» **THE TASK**:
Each line below should be set down again unchanged.

» **MATERIALS PROVIDED**:
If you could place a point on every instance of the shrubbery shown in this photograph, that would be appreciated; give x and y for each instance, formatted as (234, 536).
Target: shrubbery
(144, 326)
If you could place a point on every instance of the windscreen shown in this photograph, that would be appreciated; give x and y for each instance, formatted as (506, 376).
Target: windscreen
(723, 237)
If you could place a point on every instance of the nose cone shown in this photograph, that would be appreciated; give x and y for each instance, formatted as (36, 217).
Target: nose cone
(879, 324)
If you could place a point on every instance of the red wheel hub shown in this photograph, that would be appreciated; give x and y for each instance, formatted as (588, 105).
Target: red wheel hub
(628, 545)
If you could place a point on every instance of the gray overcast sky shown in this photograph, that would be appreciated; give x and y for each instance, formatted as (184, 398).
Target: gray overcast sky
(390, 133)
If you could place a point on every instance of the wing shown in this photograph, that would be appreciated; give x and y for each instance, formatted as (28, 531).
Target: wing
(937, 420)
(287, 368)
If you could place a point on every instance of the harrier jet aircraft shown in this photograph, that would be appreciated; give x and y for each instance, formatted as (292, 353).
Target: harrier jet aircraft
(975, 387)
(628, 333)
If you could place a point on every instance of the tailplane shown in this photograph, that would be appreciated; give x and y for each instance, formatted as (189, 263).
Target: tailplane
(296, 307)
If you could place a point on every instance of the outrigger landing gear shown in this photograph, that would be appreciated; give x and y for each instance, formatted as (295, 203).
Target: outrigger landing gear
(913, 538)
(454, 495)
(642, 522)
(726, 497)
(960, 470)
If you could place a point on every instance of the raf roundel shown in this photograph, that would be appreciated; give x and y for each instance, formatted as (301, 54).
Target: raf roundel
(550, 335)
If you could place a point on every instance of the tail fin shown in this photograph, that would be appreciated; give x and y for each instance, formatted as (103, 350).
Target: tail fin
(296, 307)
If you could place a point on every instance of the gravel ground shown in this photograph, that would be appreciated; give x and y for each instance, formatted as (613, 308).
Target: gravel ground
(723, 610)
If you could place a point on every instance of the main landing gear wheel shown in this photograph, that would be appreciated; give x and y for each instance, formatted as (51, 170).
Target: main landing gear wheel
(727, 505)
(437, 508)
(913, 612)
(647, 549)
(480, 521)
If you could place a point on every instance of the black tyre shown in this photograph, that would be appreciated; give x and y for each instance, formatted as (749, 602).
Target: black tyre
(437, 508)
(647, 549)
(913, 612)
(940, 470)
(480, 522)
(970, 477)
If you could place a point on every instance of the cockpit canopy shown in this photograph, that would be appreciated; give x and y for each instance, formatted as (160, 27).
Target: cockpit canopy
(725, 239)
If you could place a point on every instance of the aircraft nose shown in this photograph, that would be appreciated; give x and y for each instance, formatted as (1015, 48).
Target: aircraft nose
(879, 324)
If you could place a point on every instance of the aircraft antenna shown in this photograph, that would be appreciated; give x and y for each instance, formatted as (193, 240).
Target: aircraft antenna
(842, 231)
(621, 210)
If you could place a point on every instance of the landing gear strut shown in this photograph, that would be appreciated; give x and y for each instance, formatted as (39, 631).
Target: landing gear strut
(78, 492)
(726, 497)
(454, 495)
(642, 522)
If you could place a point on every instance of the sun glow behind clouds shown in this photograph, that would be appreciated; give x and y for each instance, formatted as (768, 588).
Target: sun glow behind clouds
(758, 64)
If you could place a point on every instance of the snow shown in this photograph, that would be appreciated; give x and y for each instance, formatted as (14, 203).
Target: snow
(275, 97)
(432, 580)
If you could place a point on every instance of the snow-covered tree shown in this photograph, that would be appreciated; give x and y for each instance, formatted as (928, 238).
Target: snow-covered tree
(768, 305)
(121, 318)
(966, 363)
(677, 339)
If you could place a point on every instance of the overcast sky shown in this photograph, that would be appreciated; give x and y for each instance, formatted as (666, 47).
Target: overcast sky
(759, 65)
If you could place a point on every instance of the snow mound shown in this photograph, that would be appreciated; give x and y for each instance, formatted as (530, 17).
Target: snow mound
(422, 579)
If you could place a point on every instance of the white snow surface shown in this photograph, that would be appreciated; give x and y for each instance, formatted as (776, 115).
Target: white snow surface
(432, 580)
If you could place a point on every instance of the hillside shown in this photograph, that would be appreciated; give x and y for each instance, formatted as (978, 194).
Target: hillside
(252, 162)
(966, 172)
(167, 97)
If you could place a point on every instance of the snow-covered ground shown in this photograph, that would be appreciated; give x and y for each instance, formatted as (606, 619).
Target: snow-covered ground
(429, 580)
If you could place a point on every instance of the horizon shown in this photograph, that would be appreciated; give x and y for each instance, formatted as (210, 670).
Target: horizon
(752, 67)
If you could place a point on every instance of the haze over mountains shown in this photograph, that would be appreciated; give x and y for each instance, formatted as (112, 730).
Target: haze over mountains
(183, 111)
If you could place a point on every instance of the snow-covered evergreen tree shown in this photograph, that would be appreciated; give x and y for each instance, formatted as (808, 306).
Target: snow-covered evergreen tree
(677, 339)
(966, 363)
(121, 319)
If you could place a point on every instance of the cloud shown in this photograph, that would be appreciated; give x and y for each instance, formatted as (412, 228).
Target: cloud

» **TASK RESULT**:
If you could place a point on every instance of the shrubbery shown in this photograph, that would be appreciated; give x and y for each instance, formatted as (234, 536).
Target: shrubbery
(144, 326)
If you could place a point on every instance of the windscreen shown in this photograph, that would be appreciated; give x and y for each instance, formatted as (506, 376).
Target: windscreen
(723, 237)
If you could place a point on every instance of the nose cone shown in this photograph, that would be appreciated; give x and y for each instance, formatted as (36, 217).
Target: nose cone
(879, 324)
If you could place a point on every instance of the red wheel hub shown in this photograph, that would be appreciated; give x and y for each instance, formatted as (588, 105).
Target: red wheel hub
(628, 545)
If you could place a point on every instance of the gray overcast sky shown in this photograph, that would be appreciated; give x and y for each instance, formatted as (184, 398).
Target: gray overcast sky
(390, 133)
If you could place a point on every instance of the wing shown in this photograph, that would be appreciated; give x and y for each instance, formatted as (28, 531).
Target: wing
(937, 420)
(287, 368)
If you could place a point on every instance of the harrier jet aircraft shown in this photograph, that would be appreciated; give x and y for each instance, formatted as (292, 353).
Target: harrier jet aircraft
(975, 387)
(628, 333)
If you could place a point on every instance of the tailplane shown in this photograph, that would be appreciated; give x and y for each instance, formatted as (189, 263).
Target: tailplane
(296, 307)
If you could place a point on every instance of the outrigger landing gear shown in this photograph, that would be appreciated; give x and y for each instance, formatted as (295, 203).
Target: outrigger landing gear
(913, 538)
(454, 495)
(642, 522)
(726, 497)
(960, 470)
If you could place a point on every instance of the raf roundel shown in this photograph, that would be appreciated; give x and y for each instance, formatted as (301, 54).
Target: raf roundel
(550, 335)
If you could place a point on every instance of the tail fin shown in this photograph, that would be appreciated; give x and y for each instance, formatted as (103, 350).
Target: tail fin
(296, 307)
If you could place a point on every instance of the gravel ground shown in this photograph, that would be appreciated; give x and y for each instance, formatted as (613, 308).
Target: gravel ground
(723, 610)
If you could place a point on every instance of the main landing gear wheel shown in this photograph, that would be appreciated; give x and y for each instance, formatted as (51, 170).
Target: main landing gear wheel
(727, 505)
(437, 508)
(913, 612)
(647, 549)
(480, 521)
If you could place a point on every instance of the black tyre shown in this photograph, that would be appreciated; give x and y for each instance, formatted as (749, 602).
Target: black tyre
(437, 508)
(647, 549)
(913, 612)
(940, 470)
(480, 522)
(970, 477)
If you could place a point on every instance of the cockpit canopy shown in this photograph, that would be appreciated; give x and y for each instance, formatted as (160, 27).
Target: cockpit canopy
(725, 239)
If you could place a point on every instance of the aircraft nose shown in this photograph, that would be appreciated; give x and y for each instance, formatted as (1015, 48).
Target: aircraft nose
(879, 324)
If you could place a point on every instance of the aircraft antenna shown in this photograph, that would be appreciated; give x and y for each instance, formatted as (193, 240).
Target: aircraft antenna
(842, 231)
(621, 210)
If you could place a point on every instance of the landing gear strut shown in this photograph, that would be appreciated; give x and y for each instance, formatted as (39, 631).
Target: landing gear strut
(78, 492)
(726, 497)
(454, 495)
(642, 522)
If you could place a point on every instance of the sun glow behind clouds shown in this photograph, that would be appreciated; give x and y for each instance, formatted as (768, 588).
Target: sun glow behind clouds
(758, 64)
If you could place a point on every instance of the snow shown in this photograph, that would be appreciated; give x and y for each instance, formatted as (14, 203).
Target: snow
(275, 97)
(432, 580)
If you could place a point on every instance of the snow-covered tree shown in this photograph, that would be appreciated; give x and y for each instance, formatted as (928, 238).
Target: snow-covered tree
(768, 305)
(121, 318)
(966, 363)
(677, 339)
If you could place a point on every instance of the overcast sky shown in this photograph, that would be appreciated; give x and y for each instance, formatted as (666, 47).
Target: overcast sky
(759, 65)
If you could place a point on every instance of the snow mound shown in this photograph, that would be appreciated; give x and y for each instance, formatted as (530, 17).
Target: snow mound
(422, 579)
If you could place a point on every instance of the white snow surface shown in this photograph, that would be appreciated; give x and y for each instance, formatted as (776, 115).
Target: white snow surface
(432, 580)
If you could place a point on every instance of the hillside shown in this photograph, that would be appreciated; give x and y for each instance, formatted as (978, 194).
Target: hillside
(252, 162)
(966, 172)
(167, 97)
If you could place a point on every instance of the snow-covered ground shown in this photograph, that would be appreciated; give x and y for each instance, formatted as (606, 619).
Target: snow-covered ground
(429, 580)
If you could place a point on every instance of the horizon shown in this photograph, that would be appreciated; give x and y for each instance, formatted as (210, 670).
Target: horizon
(752, 67)
If you could place a point on every instance of the haze over mountains shown in this photograph, that would be appreciated; give x and y for each instance, formatted as (112, 730).
Target: haze over mountains
(183, 111)
If you could place a point on every instance of the snow-covered evergreen tree shown in this photograph, that would be appreciated; give x and y for each instance, formatted as (808, 306).
Target: snow-covered evergreen tree
(677, 339)
(966, 363)
(121, 319)
If you could place a point on every instance of the cloud shown in this photograph, that would be appreciated; give x and y for each instance, formatted as (412, 228).
Target: cloud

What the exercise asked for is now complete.